* _Problems_
1. Return everything in the coating powder description from "[0010] Herein, unless" down to "or polysiloxane polymers.".
2. In one to three sentences, explain why the coating powder description says a high temperature matrix material is added to polysiloxane powder coatings.
3. Translate this sentence from the coating powder description into Spanish: "Herein, unless otherwise noted, all percentages are by weight."

DETAILED DESCRIPTION OF THE INVENTION

[0010] Herein, unless otherwise noted, all percentages are by weight. The total of the binder resins, i.e., the polysiloxane resin plus any other type of binder resin is expressed as 100% by weight and all other components of the coating powder composition such as the matrix materials, fillers, pigments, flow control agents, cure catalyst, etc. are expressed as % by weight based on 100% by weight resin. Polysiloxane resins as used herein are also often referred to as silicones or polysiloxanes or polysiloxane polymers.

[0011] The present invention is based upon the discovery that the heat-resistant properties of polysiloxane based powder coatings can be improved by incorporating into the coating composition a high temperature matrix material which softens and exhibits some degree of flow in the temperature range in which polysiloxane coatings suffer loss of their organic components and undergo rapid shrinkage and embrittlement. The high temperature matrix material is designed to fill voids in the coating left by loss of their organic components and thereby reduce shrinkage and stop cracks from propagating in the film, making the coating resistant to adhesive failure, such as peeling off, flaking and delamination, from the substrate at high temperatures.

* _Position annotation records_
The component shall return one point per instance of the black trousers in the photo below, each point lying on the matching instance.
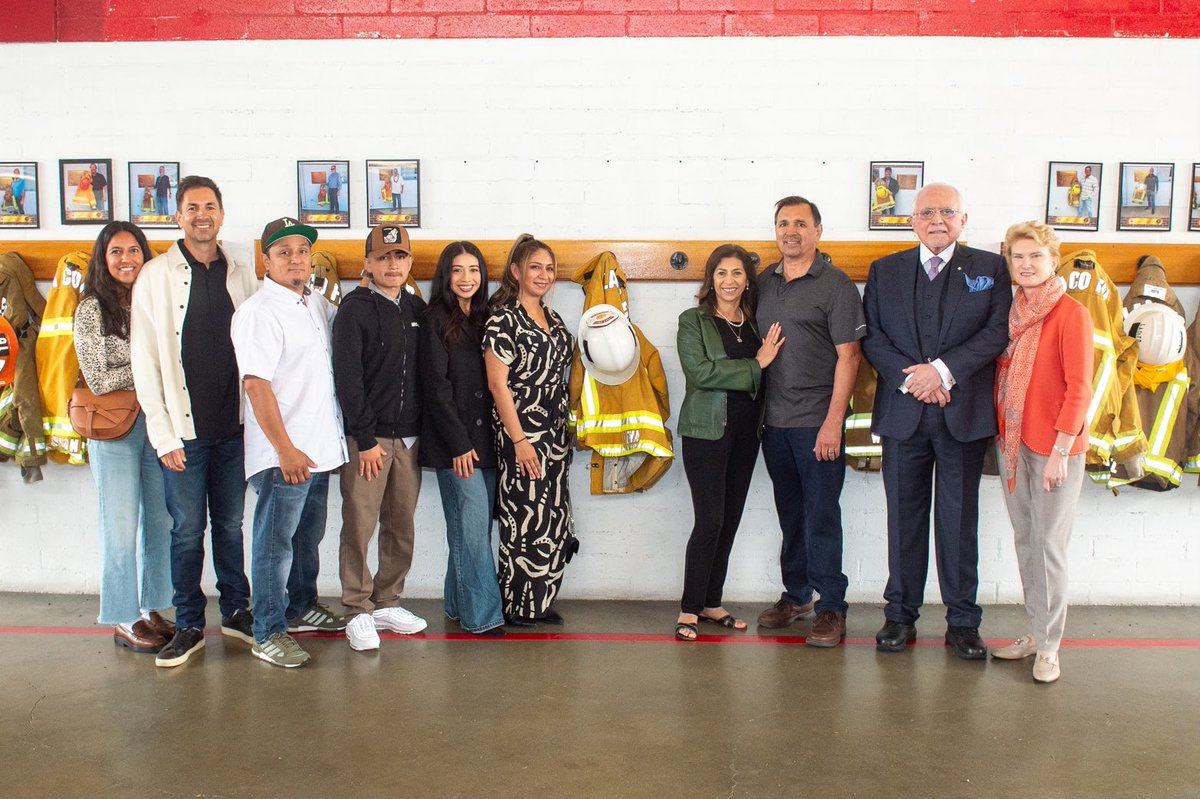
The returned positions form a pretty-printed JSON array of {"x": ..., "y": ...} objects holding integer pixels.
[
  {"x": 719, "y": 476},
  {"x": 911, "y": 469}
]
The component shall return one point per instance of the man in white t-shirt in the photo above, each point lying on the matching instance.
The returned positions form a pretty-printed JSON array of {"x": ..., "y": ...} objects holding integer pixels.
[
  {"x": 1089, "y": 190},
  {"x": 293, "y": 439}
]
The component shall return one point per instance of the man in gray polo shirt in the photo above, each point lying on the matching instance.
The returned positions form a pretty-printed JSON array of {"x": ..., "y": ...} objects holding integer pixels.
[{"x": 808, "y": 391}]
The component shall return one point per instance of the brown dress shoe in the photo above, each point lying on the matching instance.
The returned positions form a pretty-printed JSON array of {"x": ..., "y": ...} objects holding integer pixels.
[
  {"x": 141, "y": 637},
  {"x": 784, "y": 612},
  {"x": 163, "y": 626},
  {"x": 828, "y": 630}
]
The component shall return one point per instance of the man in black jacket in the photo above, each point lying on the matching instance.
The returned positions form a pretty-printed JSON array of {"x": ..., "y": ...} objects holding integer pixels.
[{"x": 376, "y": 346}]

* _Task responses_
1.
[0010] Herein, unless otherwise noted, all percentages are by weight. The total of the binder resins, i.e., the polysiloxane resin plus any other type of binder resin is expressed as 100% by weight and all other components of the coating powder composition such as the matrix materials, fillers, pigments, flow control agents, cure catalyst, etc. are expressed as % by weight based on 100% by weight resin. Polysiloxane resins as used herein are also often referred to as silicones or polysiloxanes or polysiloxane polymers.

2. It softens and flows in the temperature range where polysiloxane coatings lose their organic components and rapidly shrink and embrittle. It fills the voids left by that loss, which reduces shrinkage and stops cracks from propagating in the film. This makes the coating resistant to peeling, flaking and delamination from the substrate at high temperatures.

3. En el presente documento, salvo que se indique lo contrario, todos los porcentajes son en peso.